Among the entries, which lines carry the string "coordinates"? Copy each of them.

----

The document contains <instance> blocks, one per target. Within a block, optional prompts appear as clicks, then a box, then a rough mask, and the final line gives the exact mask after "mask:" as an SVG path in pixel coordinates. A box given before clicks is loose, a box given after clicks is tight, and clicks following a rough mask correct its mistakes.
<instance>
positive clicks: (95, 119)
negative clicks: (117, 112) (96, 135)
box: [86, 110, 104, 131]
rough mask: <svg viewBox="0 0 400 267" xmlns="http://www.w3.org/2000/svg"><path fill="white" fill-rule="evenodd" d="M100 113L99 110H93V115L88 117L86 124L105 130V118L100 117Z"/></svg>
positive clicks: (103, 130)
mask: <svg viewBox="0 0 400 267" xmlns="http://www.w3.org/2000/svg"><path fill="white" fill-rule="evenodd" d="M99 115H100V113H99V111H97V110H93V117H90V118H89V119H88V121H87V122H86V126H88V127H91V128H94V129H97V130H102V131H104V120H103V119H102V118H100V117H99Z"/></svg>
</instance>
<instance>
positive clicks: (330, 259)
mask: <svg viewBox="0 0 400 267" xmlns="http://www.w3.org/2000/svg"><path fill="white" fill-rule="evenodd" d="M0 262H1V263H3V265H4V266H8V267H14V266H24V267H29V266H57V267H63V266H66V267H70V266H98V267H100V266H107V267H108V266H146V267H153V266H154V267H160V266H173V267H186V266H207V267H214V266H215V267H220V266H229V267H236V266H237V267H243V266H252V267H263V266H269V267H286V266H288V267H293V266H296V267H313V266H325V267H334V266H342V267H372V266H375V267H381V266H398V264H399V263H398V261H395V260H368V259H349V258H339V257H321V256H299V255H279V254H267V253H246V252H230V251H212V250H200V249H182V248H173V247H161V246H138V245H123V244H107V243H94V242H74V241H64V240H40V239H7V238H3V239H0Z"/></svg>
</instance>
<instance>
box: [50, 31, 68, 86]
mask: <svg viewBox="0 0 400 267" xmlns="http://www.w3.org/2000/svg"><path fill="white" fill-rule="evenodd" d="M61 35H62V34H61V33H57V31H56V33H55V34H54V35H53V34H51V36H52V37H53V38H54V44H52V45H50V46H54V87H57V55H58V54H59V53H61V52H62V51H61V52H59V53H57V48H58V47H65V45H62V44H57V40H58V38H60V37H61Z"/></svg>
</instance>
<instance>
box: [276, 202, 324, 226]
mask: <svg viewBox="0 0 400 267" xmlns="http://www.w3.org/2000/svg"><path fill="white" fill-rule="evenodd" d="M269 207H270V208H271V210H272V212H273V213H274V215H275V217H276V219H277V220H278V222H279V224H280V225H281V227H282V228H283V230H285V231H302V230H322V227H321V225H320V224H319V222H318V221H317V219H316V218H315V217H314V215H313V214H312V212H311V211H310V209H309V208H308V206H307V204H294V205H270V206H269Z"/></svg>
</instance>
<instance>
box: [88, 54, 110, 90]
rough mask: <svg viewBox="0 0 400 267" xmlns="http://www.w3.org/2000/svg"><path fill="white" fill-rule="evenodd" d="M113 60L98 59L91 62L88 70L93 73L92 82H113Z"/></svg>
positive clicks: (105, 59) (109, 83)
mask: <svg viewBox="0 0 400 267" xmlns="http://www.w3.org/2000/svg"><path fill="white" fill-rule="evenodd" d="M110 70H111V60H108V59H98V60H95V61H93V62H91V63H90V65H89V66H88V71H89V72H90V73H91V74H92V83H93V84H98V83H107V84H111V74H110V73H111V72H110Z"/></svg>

----

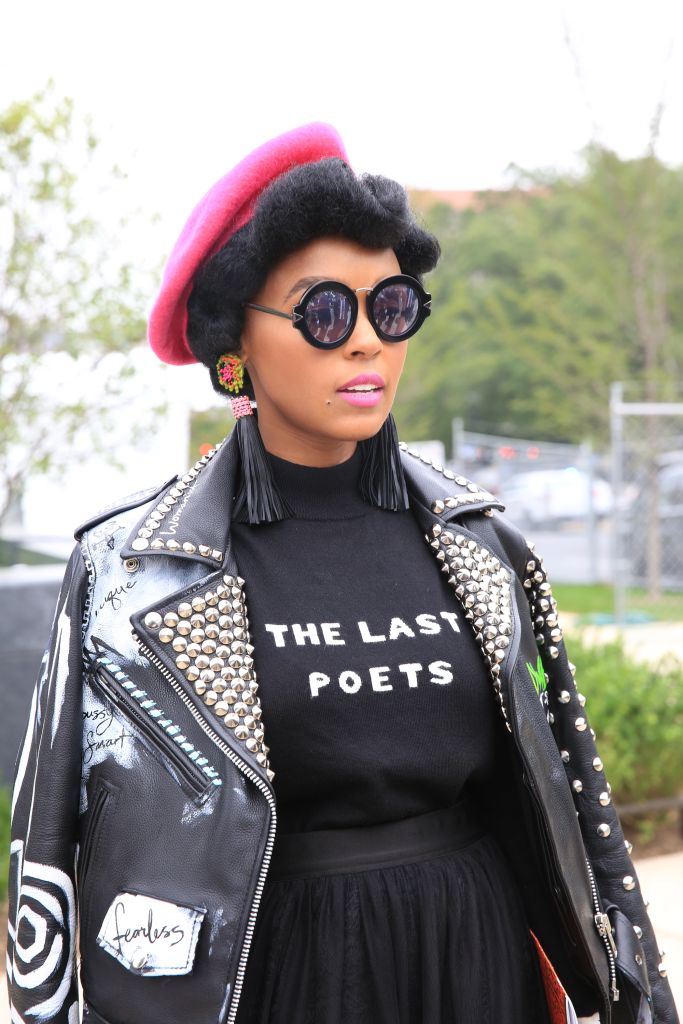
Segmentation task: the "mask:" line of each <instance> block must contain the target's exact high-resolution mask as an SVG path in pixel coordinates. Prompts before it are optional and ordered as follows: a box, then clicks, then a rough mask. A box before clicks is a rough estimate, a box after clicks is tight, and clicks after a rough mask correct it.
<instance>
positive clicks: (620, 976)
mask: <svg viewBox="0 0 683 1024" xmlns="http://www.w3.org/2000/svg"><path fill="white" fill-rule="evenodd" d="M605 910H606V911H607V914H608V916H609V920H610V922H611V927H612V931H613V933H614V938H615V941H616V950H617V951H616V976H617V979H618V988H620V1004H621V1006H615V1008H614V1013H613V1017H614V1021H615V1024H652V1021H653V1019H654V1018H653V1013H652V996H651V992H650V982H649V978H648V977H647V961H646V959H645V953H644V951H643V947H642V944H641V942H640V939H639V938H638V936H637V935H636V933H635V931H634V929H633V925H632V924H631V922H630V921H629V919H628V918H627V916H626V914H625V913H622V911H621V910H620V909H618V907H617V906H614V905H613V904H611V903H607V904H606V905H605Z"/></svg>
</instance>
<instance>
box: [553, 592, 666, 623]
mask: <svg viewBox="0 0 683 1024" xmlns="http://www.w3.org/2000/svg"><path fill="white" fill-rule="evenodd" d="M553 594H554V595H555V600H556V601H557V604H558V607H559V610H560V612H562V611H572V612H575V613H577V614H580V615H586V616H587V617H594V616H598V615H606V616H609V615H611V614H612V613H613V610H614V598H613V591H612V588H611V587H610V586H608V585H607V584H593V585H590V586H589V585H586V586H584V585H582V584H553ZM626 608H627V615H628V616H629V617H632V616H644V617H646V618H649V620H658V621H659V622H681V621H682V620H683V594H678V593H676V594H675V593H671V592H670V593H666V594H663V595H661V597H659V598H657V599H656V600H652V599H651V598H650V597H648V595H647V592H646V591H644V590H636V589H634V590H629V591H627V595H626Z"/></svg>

----

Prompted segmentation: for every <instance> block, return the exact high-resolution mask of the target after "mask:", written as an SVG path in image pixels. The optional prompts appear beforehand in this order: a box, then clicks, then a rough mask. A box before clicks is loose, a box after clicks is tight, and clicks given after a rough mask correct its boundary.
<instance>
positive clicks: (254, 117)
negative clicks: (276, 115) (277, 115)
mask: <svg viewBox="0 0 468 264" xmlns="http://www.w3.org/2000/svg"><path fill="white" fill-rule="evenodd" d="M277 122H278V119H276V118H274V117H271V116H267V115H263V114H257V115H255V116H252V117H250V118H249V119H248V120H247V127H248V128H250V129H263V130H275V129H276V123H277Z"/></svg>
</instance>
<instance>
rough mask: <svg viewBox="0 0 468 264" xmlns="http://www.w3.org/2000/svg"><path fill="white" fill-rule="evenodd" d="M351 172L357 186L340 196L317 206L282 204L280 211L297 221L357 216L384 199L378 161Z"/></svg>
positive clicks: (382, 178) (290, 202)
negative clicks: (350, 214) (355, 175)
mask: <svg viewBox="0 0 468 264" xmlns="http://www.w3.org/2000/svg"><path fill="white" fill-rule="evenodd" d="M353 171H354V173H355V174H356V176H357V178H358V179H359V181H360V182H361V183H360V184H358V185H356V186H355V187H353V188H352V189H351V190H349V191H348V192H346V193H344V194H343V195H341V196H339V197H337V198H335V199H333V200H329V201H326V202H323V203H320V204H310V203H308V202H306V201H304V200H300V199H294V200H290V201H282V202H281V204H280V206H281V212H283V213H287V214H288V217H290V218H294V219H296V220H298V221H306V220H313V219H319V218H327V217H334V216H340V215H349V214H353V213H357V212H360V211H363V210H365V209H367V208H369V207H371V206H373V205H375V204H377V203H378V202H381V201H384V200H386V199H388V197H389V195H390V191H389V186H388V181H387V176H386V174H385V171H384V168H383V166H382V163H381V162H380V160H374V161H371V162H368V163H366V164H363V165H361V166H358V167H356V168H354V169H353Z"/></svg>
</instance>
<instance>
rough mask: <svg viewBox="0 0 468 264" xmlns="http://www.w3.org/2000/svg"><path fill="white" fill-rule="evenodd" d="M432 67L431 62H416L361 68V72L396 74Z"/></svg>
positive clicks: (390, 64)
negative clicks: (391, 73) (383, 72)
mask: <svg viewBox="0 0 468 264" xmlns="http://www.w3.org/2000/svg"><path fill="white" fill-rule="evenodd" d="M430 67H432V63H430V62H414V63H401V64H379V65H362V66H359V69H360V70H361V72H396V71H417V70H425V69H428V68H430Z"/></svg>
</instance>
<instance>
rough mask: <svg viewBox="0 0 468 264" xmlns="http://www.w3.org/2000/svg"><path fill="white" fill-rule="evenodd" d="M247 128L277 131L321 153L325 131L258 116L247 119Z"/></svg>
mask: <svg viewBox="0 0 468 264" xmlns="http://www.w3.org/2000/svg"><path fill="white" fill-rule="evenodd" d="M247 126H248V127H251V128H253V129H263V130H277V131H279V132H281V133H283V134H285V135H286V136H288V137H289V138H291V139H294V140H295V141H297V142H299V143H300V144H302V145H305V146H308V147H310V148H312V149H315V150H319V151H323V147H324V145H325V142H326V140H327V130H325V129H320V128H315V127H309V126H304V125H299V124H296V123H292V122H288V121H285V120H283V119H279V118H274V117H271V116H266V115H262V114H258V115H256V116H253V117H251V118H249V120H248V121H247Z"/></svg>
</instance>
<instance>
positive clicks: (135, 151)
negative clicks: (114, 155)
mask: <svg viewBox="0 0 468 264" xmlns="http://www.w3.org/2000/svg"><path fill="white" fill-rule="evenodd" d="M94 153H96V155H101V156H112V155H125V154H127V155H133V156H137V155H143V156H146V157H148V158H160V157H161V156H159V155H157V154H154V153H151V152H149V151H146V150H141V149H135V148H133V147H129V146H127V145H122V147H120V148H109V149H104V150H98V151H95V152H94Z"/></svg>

----

■ Task solution:
The document contains <instance> blocks, one per target. Within a block, optional prompts appear as clicks, then a box, then a rough mask, and the final line gives the exact mask after "mask:" as an SVG path in pixel coordinates. A box given before clicks is loose, a box given after clicks is tight, and clicks following a rough mask correct its mistakes.
Segmentation task: the "mask:" line of each <instance> block must contain the target's exact high-resolution mask as an SVG path in pixel coordinates. Prompts before it are optional and ordered as follows: a box, then clicks, then a rough mask. A box before clicks is a rough estimate, a box after clicks is tight, and clicks after a rough mask correct it.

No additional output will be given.